### GOAL
Write each of the lines below as one string in a JSON list, leaving out any blank lines.

### EXTRACTED ENTRIES
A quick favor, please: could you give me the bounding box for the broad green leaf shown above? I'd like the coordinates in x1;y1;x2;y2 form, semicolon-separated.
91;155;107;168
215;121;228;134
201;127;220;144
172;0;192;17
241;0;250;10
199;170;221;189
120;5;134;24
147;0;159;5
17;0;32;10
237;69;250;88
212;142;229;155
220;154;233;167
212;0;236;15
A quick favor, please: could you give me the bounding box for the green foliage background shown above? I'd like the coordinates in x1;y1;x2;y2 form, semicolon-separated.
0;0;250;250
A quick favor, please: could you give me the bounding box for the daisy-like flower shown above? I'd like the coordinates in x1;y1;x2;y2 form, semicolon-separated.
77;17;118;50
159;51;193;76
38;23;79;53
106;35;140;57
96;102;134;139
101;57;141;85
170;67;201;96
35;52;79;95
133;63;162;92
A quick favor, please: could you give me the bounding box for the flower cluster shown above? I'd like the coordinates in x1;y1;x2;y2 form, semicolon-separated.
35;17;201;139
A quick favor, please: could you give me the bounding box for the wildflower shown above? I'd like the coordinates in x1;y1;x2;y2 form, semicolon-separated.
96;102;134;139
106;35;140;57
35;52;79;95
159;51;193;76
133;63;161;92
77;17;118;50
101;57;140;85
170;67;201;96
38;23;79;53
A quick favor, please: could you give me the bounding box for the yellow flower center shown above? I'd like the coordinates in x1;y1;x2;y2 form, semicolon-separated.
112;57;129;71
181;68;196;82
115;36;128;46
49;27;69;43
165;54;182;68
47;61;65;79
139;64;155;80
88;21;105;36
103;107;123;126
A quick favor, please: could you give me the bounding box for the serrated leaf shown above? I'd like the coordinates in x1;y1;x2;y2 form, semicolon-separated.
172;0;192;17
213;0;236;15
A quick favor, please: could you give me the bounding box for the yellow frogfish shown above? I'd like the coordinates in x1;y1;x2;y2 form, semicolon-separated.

### TASK RESULT
[
  "A quick favor, please: could you give me the bounding box for the broad green leaf shown above? I'd like the coordinates in x1;y1;x2;y2 form, semicolon-separated.",
  "91;155;107;168",
  "215;121;228;134",
  "201;127;220;144",
  "172;0;192;17",
  "241;0;250;10",
  "199;170;221;189",
  "120;5;134;24",
  "147;0;159;5",
  "17;0;32;10",
  "237;69;250;88",
  "212;142;229;155",
  "220;154;233;167",
  "212;0;236;15",
  "A quick favor, please: could you give me the bounding box for the green foliage background shown above? I'd like the coordinates in x1;y1;x2;y2 form, semicolon-separated.",
  "0;0;250;250",
  "A quick favor, please: could you give me the bounding box for the daisy-like flower shown above? I'd like the coordinates in x1;y1;x2;y2 form, semicolon-separated.",
  "77;17;118;50",
  "159;51;193;76",
  "38;23;79;53",
  "106;35;140;57",
  "96;102;134;139",
  "101;57;141;85",
  "170;67;201;96",
  "35;52;79;95",
  "133;63;162;92",
  "A quick favor, please: could you give me the bounding box for the flower cluster shown above? I'd like the coordinates in x1;y1;x2;y2 form, semicolon-separated.",
  "35;17;201;139",
  "A quick favor, please: could you give me the bounding box for the wildflower shown above? I'd like the coordinates in x1;y1;x2;y2 form, semicolon-separated.",
  "96;102;134;139",
  "106;35;140;57",
  "35;52;79;95",
  "159;51;193;76",
  "133;63;161;92",
  "77;17;118;50",
  "101;57;140;85",
  "170;67;201;96",
  "38;23;79;53",
  "A quick favor, please: could you give me the bounding box for the yellow flower center shown above? I'd like the coordinates in x1;y1;x2;y2 form, semicolon-separated.",
  "112;57;129;71",
  "181;68;196;82",
  "115;36;128;46",
  "49;27;69;43",
  "165;54;182;68",
  "47;61;65;79",
  "139;64;155;80",
  "88;21;105;36",
  "103;107;123;126",
  "A quick favor, please: could you give me the bounding box for the serrated leaf shown above? I'd like the coordinates in x1;y1;x2;y2 form, semicolon-separated.",
  "172;0;192;17",
  "213;0;236;15",
  "A quick favor, please: could you give me the bounding box for the yellow frogfish shown above? I'd like the coordinates in x1;y1;x2;y2 form, semicolon-separated."
]